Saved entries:
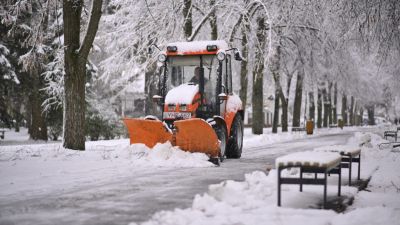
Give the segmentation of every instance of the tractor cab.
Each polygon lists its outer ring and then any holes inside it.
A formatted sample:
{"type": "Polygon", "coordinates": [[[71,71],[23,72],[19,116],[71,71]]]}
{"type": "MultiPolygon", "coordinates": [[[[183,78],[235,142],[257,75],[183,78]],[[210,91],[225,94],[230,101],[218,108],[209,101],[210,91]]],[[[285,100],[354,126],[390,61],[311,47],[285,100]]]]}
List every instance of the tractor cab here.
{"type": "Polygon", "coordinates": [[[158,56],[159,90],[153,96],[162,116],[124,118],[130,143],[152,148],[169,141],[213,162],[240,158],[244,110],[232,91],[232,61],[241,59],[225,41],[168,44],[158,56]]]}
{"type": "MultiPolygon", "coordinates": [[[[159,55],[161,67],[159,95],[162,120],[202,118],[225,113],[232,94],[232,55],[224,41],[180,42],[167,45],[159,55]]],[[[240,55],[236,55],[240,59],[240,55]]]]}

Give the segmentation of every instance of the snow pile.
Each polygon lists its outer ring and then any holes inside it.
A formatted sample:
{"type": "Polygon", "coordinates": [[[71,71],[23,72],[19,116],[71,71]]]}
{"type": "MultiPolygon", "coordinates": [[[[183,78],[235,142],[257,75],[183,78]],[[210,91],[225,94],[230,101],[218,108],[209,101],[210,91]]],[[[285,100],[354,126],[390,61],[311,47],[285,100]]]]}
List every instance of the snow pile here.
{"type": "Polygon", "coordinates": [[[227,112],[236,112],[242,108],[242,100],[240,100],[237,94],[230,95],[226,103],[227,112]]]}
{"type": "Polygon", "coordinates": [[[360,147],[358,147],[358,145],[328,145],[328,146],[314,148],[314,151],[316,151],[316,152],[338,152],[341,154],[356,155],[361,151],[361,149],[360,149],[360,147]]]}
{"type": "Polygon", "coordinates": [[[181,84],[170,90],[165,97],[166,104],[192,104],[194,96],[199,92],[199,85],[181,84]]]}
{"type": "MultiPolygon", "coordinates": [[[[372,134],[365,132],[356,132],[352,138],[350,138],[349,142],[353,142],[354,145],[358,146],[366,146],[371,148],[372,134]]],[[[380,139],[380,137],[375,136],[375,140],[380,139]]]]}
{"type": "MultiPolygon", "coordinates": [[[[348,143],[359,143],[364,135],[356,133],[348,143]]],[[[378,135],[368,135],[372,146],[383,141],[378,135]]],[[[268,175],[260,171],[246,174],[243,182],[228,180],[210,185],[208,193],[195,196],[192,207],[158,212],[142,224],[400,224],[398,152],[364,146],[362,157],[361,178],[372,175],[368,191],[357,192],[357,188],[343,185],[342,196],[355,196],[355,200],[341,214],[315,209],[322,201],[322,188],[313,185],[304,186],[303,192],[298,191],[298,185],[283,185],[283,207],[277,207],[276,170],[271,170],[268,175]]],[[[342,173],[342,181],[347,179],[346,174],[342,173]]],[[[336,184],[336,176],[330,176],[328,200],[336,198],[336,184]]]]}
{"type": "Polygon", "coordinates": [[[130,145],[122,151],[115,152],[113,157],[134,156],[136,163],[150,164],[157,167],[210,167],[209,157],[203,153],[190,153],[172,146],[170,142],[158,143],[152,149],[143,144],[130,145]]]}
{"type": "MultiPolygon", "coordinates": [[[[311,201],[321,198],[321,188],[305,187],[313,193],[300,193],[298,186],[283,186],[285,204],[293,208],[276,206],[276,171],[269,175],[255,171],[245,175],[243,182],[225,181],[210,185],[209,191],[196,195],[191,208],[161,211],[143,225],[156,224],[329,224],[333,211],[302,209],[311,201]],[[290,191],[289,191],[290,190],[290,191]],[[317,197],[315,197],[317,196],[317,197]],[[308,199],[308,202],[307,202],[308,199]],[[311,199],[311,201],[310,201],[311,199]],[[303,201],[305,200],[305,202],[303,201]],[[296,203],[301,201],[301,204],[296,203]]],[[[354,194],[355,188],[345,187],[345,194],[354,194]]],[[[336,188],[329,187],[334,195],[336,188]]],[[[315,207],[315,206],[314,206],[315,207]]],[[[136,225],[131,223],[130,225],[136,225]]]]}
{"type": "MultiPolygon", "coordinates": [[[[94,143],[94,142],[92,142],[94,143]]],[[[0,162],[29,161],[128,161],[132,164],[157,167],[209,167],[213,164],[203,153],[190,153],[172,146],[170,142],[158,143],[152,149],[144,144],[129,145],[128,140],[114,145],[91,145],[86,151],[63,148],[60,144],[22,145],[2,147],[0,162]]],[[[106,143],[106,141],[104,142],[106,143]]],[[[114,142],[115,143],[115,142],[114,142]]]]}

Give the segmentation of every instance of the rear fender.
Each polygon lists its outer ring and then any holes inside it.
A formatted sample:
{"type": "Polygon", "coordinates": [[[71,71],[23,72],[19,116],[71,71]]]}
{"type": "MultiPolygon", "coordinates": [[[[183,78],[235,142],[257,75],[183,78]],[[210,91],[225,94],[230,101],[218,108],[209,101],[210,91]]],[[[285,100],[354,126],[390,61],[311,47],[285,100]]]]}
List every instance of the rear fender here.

...

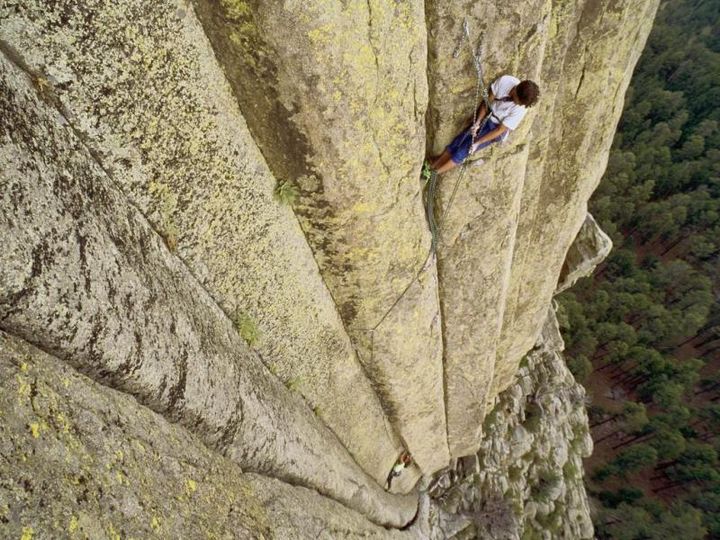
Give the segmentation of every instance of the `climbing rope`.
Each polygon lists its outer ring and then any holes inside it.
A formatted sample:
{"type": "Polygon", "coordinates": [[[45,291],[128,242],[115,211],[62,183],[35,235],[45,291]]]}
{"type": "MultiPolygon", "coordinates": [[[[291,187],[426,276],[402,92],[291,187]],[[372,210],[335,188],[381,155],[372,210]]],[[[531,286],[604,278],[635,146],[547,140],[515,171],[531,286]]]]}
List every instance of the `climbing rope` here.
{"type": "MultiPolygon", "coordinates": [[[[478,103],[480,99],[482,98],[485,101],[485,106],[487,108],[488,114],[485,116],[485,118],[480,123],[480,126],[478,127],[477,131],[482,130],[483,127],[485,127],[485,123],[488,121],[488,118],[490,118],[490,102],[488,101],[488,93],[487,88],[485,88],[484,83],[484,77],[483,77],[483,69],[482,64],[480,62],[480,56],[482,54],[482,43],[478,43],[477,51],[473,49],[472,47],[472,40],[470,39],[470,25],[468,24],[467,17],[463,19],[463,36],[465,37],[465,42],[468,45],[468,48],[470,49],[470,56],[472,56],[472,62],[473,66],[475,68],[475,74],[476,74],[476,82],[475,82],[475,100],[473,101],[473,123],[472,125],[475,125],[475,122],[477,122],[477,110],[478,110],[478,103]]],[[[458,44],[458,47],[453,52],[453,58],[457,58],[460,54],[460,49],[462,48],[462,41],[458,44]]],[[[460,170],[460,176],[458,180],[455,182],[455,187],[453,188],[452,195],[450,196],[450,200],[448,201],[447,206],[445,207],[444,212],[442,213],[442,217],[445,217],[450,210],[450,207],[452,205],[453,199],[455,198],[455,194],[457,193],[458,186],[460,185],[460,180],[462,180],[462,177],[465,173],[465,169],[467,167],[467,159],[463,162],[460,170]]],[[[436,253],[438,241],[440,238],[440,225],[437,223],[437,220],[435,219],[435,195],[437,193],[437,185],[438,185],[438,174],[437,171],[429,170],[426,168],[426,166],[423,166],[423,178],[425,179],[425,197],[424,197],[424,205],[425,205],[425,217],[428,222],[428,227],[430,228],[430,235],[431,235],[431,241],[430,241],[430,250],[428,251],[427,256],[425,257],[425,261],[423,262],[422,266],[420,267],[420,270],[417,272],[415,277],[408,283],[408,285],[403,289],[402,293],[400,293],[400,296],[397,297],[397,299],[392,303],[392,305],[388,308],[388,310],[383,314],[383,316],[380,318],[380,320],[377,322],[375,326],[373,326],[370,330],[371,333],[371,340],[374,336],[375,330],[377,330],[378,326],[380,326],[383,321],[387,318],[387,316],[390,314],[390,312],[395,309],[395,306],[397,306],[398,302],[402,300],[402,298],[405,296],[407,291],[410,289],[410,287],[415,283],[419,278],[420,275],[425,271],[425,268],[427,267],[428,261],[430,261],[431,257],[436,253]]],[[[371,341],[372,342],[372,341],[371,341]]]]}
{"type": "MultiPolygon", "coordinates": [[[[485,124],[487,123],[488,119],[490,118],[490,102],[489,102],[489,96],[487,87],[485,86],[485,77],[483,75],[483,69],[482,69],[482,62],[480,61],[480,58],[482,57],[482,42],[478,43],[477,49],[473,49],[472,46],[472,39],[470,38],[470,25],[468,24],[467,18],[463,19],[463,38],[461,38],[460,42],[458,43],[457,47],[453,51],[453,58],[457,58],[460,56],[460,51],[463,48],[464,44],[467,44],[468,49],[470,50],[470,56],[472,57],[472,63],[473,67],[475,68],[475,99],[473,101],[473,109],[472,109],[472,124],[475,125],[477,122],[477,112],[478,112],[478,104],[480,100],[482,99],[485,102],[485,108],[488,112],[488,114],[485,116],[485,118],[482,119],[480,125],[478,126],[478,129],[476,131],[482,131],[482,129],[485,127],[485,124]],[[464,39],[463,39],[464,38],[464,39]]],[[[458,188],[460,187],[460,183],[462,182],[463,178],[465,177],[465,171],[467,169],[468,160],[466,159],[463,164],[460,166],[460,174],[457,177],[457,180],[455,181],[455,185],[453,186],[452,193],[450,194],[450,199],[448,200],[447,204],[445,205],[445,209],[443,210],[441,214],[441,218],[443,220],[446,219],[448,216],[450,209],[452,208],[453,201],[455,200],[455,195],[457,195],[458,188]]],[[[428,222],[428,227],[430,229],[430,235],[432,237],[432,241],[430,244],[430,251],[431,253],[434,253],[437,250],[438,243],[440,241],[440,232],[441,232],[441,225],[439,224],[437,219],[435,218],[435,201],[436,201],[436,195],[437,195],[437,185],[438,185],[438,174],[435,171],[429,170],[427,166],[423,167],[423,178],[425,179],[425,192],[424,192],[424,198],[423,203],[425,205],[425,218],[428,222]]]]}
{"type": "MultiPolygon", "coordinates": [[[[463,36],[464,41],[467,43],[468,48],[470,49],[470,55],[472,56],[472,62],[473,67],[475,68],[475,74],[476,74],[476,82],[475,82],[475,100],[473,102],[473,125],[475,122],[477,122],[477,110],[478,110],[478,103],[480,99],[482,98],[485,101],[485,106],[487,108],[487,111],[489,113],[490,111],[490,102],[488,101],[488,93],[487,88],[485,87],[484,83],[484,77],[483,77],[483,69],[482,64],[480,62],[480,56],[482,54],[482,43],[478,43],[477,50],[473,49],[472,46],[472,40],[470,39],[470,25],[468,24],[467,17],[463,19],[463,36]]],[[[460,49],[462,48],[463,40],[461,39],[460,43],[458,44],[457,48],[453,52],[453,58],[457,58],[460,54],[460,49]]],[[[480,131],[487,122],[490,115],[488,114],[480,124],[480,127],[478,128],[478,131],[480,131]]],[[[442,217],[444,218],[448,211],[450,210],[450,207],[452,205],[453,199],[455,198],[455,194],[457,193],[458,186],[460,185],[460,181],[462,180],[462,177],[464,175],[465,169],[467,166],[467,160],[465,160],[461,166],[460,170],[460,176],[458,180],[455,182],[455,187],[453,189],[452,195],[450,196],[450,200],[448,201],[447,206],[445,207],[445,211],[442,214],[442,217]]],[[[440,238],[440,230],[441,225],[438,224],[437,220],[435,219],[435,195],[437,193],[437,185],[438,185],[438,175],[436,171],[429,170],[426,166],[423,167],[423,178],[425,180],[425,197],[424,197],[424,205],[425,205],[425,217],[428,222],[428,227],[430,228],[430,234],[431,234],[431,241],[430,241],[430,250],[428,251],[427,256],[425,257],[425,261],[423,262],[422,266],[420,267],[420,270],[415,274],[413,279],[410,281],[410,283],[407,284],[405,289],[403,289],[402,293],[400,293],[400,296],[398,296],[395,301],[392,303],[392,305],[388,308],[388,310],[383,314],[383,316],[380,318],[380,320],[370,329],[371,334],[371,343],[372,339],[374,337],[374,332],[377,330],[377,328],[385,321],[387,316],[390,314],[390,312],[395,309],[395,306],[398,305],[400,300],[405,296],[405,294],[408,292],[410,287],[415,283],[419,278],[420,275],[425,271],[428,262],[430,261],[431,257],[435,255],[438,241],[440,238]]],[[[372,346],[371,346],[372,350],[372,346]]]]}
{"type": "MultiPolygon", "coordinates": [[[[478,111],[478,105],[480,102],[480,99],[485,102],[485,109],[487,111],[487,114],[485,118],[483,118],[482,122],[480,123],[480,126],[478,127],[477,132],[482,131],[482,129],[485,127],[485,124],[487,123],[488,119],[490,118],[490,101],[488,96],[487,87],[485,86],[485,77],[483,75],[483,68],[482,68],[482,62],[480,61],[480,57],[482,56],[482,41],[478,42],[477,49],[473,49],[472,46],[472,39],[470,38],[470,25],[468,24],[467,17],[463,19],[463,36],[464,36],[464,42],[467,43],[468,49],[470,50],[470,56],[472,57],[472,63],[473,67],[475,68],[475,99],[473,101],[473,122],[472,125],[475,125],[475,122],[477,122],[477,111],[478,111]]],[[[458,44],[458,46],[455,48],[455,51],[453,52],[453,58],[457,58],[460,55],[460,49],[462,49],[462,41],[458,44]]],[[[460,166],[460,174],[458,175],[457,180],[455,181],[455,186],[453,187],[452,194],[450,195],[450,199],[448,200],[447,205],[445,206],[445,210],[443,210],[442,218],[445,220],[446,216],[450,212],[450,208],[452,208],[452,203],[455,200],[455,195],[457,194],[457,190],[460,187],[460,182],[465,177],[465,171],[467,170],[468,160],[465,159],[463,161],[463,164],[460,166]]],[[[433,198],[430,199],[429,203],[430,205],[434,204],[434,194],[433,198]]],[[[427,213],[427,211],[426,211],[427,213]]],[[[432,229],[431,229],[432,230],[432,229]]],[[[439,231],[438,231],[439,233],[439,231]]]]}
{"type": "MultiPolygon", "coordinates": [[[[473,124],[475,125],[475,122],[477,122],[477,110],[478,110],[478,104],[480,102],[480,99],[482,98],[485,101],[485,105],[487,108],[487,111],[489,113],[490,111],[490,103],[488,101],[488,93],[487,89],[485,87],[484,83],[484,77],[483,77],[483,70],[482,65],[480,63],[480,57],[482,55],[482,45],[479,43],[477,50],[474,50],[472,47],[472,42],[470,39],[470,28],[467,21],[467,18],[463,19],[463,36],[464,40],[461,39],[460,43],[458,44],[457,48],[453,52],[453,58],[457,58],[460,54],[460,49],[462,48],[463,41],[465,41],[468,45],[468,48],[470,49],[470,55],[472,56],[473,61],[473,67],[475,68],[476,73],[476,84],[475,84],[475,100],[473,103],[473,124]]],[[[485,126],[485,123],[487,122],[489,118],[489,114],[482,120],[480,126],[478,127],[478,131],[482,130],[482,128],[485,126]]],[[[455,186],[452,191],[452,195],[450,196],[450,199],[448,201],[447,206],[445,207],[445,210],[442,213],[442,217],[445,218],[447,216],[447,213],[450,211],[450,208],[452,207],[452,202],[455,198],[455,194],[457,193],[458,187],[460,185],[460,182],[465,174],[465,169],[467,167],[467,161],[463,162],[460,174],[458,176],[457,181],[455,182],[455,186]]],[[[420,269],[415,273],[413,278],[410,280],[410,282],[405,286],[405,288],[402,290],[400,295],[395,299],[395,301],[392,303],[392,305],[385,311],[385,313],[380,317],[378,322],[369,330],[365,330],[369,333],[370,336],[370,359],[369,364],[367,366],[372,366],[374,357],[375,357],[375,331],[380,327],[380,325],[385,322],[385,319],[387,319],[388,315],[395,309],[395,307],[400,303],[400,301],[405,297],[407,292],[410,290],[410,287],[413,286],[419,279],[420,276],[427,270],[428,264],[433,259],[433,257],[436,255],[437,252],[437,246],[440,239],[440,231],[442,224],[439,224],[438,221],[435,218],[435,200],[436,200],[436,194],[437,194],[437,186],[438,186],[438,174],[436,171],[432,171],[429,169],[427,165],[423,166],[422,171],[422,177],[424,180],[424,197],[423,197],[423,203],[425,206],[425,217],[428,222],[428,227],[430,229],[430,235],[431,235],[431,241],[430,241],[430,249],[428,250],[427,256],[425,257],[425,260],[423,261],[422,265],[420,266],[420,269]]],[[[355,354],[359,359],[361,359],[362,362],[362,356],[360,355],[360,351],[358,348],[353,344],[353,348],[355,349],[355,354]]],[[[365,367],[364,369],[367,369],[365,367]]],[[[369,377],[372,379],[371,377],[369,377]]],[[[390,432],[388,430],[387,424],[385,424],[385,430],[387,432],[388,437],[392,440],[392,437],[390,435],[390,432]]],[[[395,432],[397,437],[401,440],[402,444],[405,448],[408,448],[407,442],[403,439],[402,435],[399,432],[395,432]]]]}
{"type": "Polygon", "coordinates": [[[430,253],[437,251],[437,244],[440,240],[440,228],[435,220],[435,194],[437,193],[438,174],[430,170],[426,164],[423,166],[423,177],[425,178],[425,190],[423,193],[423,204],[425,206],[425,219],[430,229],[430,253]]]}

---

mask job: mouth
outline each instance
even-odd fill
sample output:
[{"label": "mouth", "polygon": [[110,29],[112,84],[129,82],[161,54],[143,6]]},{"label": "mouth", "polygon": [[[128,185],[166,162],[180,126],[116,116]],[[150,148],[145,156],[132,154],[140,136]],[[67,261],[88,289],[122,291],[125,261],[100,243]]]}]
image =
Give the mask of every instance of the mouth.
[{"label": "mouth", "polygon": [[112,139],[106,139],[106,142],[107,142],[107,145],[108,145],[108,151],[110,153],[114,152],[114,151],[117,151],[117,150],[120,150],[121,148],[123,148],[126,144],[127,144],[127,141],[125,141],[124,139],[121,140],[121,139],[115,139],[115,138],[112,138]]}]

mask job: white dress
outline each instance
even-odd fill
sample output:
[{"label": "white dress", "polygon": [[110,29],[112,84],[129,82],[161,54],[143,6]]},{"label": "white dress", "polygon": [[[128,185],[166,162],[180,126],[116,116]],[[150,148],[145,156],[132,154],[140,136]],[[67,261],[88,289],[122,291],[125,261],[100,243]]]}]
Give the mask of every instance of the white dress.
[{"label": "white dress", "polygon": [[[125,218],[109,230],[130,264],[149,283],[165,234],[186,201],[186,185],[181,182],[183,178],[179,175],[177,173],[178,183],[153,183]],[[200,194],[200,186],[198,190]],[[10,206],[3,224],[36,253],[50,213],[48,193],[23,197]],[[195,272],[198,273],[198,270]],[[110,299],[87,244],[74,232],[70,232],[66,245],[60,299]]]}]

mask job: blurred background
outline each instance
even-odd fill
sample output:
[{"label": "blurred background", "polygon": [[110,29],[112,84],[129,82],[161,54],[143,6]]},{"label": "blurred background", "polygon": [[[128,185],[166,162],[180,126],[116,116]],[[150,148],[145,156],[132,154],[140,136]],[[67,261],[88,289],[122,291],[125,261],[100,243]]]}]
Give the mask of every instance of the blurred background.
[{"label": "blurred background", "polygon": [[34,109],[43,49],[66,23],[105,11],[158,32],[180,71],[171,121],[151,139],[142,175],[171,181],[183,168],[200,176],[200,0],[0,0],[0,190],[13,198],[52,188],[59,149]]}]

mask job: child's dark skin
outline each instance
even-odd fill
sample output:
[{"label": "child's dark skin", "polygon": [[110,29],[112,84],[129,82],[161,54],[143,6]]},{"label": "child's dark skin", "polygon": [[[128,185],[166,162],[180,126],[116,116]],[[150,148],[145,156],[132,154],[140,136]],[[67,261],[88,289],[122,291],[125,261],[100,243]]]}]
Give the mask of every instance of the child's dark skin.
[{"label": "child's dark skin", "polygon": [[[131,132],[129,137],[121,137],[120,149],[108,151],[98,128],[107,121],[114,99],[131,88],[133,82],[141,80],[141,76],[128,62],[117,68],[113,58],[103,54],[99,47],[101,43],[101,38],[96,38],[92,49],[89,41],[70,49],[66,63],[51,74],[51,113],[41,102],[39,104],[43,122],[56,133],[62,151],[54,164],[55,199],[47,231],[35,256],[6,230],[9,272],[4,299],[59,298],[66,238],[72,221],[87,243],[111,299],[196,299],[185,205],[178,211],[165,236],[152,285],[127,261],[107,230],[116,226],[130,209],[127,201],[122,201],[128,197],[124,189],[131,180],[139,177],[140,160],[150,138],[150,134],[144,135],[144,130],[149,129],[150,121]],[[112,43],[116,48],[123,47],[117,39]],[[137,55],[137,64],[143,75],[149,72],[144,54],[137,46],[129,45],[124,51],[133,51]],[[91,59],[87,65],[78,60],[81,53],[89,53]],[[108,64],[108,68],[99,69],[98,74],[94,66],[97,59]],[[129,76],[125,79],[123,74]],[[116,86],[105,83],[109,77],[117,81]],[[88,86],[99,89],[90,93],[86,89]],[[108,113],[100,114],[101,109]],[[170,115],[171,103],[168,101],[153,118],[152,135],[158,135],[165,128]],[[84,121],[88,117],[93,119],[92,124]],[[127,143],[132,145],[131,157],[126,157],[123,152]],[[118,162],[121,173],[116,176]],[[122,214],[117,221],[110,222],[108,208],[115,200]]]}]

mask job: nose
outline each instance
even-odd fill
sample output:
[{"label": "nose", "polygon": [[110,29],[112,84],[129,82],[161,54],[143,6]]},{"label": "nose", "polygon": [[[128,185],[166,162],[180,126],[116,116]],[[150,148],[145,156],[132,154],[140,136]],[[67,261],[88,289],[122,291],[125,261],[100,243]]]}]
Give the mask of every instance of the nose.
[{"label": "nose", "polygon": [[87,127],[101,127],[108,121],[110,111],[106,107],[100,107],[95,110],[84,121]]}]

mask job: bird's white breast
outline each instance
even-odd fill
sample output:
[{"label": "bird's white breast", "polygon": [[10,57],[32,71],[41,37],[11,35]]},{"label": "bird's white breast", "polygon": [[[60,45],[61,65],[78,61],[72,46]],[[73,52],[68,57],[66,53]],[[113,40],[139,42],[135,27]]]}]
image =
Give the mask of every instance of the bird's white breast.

◆ TASK
All lines in the data that contain the word "bird" should be copied.

◆ EXERCISE SOLUTION
mask job: bird's white breast
[{"label": "bird's white breast", "polygon": [[10,57],[32,71],[41,37],[11,35]]},{"label": "bird's white breast", "polygon": [[[60,45],[61,65],[78,61],[72,46]],[[73,52],[68,57],[66,53]],[[113,40],[139,42],[135,27]]]}]
Give the mask of every instance of the bird's white breast.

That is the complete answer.